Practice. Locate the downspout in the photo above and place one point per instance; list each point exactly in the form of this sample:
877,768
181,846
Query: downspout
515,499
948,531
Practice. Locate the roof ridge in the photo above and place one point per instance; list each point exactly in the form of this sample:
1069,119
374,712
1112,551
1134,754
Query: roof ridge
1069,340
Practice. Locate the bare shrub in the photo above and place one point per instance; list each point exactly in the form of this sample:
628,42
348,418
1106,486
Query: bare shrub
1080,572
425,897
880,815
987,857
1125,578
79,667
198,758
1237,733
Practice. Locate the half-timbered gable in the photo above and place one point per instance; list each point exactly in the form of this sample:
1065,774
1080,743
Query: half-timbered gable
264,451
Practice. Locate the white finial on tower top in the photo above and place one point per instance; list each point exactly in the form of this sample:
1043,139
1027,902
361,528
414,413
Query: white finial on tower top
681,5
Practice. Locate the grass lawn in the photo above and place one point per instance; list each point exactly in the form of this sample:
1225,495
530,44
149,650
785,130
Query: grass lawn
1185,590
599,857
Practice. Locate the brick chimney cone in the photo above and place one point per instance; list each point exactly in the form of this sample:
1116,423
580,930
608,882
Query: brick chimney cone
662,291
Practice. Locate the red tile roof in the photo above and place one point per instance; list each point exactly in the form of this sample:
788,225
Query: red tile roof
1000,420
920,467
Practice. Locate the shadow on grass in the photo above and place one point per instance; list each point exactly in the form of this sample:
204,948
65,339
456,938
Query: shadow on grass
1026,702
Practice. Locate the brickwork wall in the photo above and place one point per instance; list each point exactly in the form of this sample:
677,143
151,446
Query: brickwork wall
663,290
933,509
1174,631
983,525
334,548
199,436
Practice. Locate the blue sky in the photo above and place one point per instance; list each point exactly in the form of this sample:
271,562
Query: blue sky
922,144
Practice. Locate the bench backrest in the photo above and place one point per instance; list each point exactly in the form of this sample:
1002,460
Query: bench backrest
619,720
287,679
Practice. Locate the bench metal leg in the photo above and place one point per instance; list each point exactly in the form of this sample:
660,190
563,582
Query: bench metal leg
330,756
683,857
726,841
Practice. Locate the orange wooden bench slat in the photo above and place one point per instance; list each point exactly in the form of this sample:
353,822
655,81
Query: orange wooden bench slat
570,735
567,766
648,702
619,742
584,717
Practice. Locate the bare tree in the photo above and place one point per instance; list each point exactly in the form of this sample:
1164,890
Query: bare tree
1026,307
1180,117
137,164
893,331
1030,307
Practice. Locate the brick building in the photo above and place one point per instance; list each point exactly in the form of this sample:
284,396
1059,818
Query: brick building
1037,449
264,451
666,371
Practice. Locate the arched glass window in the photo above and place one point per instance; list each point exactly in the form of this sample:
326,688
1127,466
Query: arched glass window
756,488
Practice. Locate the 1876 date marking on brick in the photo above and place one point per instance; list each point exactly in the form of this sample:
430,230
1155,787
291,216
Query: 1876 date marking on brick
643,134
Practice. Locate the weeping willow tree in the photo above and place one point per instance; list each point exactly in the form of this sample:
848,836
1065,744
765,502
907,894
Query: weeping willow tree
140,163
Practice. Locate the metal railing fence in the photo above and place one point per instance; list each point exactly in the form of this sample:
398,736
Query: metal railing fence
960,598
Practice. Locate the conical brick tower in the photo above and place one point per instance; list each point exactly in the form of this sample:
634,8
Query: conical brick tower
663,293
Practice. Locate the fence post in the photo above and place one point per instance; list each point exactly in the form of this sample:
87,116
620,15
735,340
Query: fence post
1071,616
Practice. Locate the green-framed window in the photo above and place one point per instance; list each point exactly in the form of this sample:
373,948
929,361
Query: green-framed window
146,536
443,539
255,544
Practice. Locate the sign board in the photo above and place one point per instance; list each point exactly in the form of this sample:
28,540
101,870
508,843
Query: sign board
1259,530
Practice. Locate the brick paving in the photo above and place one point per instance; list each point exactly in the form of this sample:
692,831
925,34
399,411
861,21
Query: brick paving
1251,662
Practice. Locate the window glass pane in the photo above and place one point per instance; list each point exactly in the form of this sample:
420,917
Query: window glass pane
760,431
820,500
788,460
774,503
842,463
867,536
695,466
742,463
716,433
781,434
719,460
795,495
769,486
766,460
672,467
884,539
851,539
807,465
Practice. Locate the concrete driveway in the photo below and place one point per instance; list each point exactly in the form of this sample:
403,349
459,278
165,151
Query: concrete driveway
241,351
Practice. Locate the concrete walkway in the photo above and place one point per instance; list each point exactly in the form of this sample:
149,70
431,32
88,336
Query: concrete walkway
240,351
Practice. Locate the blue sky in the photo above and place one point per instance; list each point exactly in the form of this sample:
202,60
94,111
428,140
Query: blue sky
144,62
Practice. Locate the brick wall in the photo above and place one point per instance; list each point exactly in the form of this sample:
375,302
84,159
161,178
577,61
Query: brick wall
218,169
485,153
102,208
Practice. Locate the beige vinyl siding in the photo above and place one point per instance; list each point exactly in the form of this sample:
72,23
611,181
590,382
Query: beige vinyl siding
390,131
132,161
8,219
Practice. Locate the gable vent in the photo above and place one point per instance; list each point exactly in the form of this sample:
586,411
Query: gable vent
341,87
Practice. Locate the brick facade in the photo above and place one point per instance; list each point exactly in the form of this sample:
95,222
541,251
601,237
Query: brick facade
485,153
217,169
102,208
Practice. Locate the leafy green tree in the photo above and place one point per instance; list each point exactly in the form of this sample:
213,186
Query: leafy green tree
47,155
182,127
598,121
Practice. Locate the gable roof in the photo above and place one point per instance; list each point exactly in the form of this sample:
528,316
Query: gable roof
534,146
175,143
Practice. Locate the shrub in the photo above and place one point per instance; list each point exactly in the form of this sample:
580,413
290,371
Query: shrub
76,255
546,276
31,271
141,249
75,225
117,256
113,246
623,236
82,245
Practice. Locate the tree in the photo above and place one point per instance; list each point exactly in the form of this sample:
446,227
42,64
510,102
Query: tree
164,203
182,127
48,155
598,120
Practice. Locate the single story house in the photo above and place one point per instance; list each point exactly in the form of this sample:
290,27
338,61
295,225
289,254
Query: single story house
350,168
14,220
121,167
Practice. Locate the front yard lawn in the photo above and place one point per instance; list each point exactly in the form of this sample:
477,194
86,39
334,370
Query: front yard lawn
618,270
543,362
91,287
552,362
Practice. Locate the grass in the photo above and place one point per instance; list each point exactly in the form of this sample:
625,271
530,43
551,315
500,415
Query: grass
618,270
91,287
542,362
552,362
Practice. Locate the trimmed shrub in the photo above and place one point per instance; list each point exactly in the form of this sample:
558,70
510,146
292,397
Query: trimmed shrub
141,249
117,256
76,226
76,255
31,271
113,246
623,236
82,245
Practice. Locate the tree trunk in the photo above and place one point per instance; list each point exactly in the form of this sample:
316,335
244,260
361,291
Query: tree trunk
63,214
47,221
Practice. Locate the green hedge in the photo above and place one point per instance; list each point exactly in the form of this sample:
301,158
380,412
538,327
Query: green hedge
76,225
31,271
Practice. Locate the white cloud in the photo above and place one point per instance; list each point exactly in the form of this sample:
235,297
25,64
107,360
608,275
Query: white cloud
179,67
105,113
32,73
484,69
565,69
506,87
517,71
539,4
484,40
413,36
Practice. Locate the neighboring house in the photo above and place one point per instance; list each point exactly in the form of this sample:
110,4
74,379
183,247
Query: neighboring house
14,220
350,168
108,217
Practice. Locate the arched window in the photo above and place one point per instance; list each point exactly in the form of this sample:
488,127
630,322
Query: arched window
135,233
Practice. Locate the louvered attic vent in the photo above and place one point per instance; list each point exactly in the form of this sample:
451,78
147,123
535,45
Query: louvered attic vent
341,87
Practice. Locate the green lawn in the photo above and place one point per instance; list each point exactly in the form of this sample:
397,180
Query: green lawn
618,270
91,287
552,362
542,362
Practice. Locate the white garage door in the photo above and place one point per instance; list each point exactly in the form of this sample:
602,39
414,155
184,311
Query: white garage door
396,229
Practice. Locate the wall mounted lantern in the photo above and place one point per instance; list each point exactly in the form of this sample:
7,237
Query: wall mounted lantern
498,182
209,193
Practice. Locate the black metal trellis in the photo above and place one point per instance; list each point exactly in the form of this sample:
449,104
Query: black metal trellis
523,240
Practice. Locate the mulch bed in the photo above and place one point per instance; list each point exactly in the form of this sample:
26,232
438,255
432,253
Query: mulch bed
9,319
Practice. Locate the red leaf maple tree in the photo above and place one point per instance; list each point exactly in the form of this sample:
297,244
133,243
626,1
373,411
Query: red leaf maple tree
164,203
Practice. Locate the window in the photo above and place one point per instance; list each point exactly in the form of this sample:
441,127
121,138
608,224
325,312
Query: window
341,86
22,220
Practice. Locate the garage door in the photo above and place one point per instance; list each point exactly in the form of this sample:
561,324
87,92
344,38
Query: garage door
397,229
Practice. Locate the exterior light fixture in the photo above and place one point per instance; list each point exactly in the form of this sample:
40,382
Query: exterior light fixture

_ _ _ _

◆ **Work to be completed**:
What lines in the entries above include the string "light"? Return each one.

◆ **Response to this task**:
Practice. Locate the exterior light fixture in the photo above and place one point per instance; list each point exactly in the form of this sample:
Query: exterior light fixture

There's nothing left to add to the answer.